*THE PROBLEM*
Rename "blue sky" to "open sky" everywhere it occurs in the records below, and leave every other word, line, and value as it is.

^^^^

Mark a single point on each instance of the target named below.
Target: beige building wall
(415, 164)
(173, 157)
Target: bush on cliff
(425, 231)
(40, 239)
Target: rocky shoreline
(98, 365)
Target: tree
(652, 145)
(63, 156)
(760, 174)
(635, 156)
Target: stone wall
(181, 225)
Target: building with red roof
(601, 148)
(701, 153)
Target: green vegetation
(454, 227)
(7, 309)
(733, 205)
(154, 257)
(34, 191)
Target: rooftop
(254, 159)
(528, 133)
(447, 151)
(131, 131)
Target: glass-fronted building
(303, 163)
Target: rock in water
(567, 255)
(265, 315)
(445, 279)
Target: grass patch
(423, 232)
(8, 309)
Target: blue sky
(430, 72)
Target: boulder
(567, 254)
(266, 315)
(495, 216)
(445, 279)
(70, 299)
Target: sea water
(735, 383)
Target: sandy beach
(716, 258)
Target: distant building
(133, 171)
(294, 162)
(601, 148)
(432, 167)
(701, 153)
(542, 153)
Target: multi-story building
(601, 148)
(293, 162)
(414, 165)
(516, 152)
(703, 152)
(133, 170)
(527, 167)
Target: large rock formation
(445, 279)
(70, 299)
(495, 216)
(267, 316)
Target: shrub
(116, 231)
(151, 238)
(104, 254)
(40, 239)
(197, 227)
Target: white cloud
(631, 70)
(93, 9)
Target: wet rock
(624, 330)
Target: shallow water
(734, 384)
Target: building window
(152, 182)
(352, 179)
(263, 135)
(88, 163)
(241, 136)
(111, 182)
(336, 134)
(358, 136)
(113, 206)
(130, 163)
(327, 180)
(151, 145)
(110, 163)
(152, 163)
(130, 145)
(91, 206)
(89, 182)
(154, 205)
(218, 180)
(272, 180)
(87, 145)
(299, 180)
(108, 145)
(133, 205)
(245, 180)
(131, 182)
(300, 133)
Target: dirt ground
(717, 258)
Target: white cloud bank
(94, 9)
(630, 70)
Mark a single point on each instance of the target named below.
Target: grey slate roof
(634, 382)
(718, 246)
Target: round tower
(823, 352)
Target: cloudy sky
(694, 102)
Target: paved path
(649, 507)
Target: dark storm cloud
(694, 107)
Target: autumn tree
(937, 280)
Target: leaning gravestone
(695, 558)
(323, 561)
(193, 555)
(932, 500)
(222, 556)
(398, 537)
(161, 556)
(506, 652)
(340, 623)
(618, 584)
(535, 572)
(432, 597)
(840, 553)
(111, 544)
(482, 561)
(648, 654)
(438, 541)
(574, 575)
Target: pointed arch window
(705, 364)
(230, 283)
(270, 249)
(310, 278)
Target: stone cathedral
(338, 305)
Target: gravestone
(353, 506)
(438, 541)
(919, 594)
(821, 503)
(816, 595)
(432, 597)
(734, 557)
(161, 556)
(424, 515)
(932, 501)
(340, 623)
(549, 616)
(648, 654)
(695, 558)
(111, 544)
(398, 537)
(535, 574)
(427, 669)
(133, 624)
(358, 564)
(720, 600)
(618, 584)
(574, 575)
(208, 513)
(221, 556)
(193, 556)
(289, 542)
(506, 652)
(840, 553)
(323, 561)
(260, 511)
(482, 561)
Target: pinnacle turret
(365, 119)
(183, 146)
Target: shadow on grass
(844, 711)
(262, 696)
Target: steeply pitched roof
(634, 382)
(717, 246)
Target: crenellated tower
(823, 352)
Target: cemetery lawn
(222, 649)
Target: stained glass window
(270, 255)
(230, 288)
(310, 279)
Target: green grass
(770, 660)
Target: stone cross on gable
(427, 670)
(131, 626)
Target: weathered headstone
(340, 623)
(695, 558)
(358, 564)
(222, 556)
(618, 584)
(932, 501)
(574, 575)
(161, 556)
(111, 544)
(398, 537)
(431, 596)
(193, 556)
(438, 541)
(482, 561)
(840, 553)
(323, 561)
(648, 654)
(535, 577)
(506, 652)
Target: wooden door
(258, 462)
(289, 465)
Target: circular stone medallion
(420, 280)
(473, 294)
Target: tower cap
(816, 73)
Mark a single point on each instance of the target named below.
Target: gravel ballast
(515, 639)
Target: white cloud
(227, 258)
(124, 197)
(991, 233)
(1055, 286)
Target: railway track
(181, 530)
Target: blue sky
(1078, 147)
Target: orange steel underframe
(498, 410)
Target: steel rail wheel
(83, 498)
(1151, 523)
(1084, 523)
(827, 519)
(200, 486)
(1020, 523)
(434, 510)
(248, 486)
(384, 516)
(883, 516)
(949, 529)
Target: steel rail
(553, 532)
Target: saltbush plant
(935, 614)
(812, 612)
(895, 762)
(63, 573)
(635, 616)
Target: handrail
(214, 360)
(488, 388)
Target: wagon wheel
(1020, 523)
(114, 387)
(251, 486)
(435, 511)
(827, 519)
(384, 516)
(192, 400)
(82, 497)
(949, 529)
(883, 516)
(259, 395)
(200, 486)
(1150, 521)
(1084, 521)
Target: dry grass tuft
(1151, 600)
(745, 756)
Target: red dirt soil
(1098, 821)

^^^^

*TASK ANSWER*
Mark a single point on each instance of the target named below.
Target: beige building wall
(415, 164)
(173, 157)
Target: bush on cliff
(425, 231)
(40, 239)
Target: rocky shoreline
(98, 365)
Target: tree
(652, 145)
(63, 156)
(760, 174)
(635, 156)
Target: stone wall
(181, 225)
Target: building with red roof
(601, 148)
(701, 153)
Target: green vegetation
(454, 227)
(7, 309)
(733, 205)
(154, 257)
(34, 191)
Target: rooftop
(254, 159)
(528, 133)
(447, 151)
(131, 131)
Target: glass-fronted building
(303, 163)
Target: rock in water
(567, 255)
(265, 315)
(445, 279)
Target: grass patch
(423, 232)
(8, 309)
Target: open sky
(430, 72)
Target: boulder
(567, 254)
(266, 315)
(495, 216)
(445, 279)
(70, 299)
Target: sea water
(735, 383)
Target: sandy beach
(716, 258)
Target: distant building
(133, 171)
(294, 162)
(601, 148)
(432, 167)
(701, 153)
(542, 153)
Target: multi-story building
(601, 148)
(293, 162)
(414, 165)
(516, 152)
(703, 152)
(133, 170)
(527, 167)
Target: large rock formation
(445, 279)
(70, 299)
(495, 216)
(267, 316)
Target: shrub
(116, 231)
(151, 238)
(104, 254)
(40, 239)
(197, 227)
Target: white cloud
(631, 70)
(93, 9)
Target: wet rock
(624, 330)
Target: shallow water
(734, 384)
Target: building window
(152, 182)
(352, 179)
(263, 135)
(88, 163)
(241, 136)
(111, 182)
(336, 134)
(358, 136)
(113, 206)
(130, 163)
(327, 180)
(151, 145)
(110, 163)
(152, 163)
(130, 145)
(91, 206)
(89, 182)
(154, 205)
(218, 180)
(272, 180)
(87, 145)
(299, 180)
(108, 145)
(133, 205)
(245, 180)
(131, 182)
(300, 133)
Target: dirt ground
(717, 258)
Target: white cloud bank
(94, 9)
(630, 70)
Mark a single point on each instance of the target named below.
Target: grey slate roof
(634, 382)
(718, 246)
Target: round tower
(823, 352)
Target: cloudy sky
(694, 102)
Target: paved path
(649, 507)
Target: dark storm cloud
(694, 107)
Target: autumn tree
(937, 280)
Target: leaning gravestone
(695, 558)
(323, 561)
(193, 555)
(932, 500)
(222, 556)
(398, 537)
(161, 556)
(506, 652)
(340, 623)
(618, 584)
(535, 572)
(432, 597)
(840, 553)
(111, 544)
(482, 561)
(648, 654)
(438, 541)
(574, 575)
Target: pointed arch window
(705, 364)
(230, 283)
(270, 249)
(310, 278)
Target: stone cathedral
(338, 305)
Target: gravestone
(353, 506)
(438, 541)
(919, 594)
(821, 503)
(816, 595)
(432, 597)
(734, 557)
(161, 556)
(424, 515)
(932, 501)
(340, 623)
(549, 616)
(648, 654)
(695, 558)
(111, 544)
(398, 537)
(535, 574)
(427, 669)
(133, 624)
(358, 564)
(720, 600)
(618, 584)
(574, 575)
(208, 513)
(221, 556)
(193, 556)
(289, 542)
(506, 652)
(840, 553)
(323, 561)
(260, 511)
(482, 561)
Target: pinnacle turret
(365, 119)
(183, 146)
Target: shadow on grass
(844, 711)
(262, 696)
Target: steeply pitched roof
(634, 382)
(717, 246)
Target: crenellated tower
(823, 352)
Target: cemetery lawn
(222, 649)
Target: stained glass window
(270, 255)
(230, 288)
(310, 279)
Target: green grass
(770, 660)
Target: stone cross on gable
(427, 670)
(131, 626)
Target: weathered headstone
(340, 623)
(695, 558)
(358, 564)
(222, 556)
(618, 584)
(932, 501)
(574, 575)
(161, 556)
(111, 544)
(398, 537)
(431, 596)
(193, 556)
(438, 541)
(482, 561)
(840, 553)
(323, 561)
(648, 654)
(535, 577)
(506, 652)
Target: wooden door
(258, 462)
(289, 465)
Target: circular stone medallion
(420, 280)
(473, 294)
Target: tower cap
(816, 73)
Mark a single point on each instance of the target named below.
Target: gravel ballast
(515, 639)
Target: white cloud
(227, 258)
(124, 197)
(991, 233)
(1055, 286)
Target: railway track
(181, 530)
Target: open sky
(1078, 147)
Target: orange steel underframe
(498, 410)
Target: steel rail wheel
(83, 498)
(1151, 523)
(1084, 523)
(827, 519)
(200, 486)
(1020, 523)
(434, 510)
(248, 486)
(384, 516)
(883, 516)
(949, 529)
Target: steel rail
(553, 532)
Target: saltbush plant
(935, 614)
(812, 612)
(895, 762)
(63, 573)
(635, 616)
Target: handrail
(214, 360)
(488, 388)
Target: wagon wheel
(1020, 523)
(114, 387)
(251, 486)
(435, 511)
(827, 519)
(384, 516)
(192, 400)
(82, 497)
(949, 529)
(883, 516)
(259, 395)
(200, 486)
(1150, 521)
(1084, 521)
Target: dry grass tuft
(1151, 600)
(745, 756)
Target: red dirt soil
(1098, 821)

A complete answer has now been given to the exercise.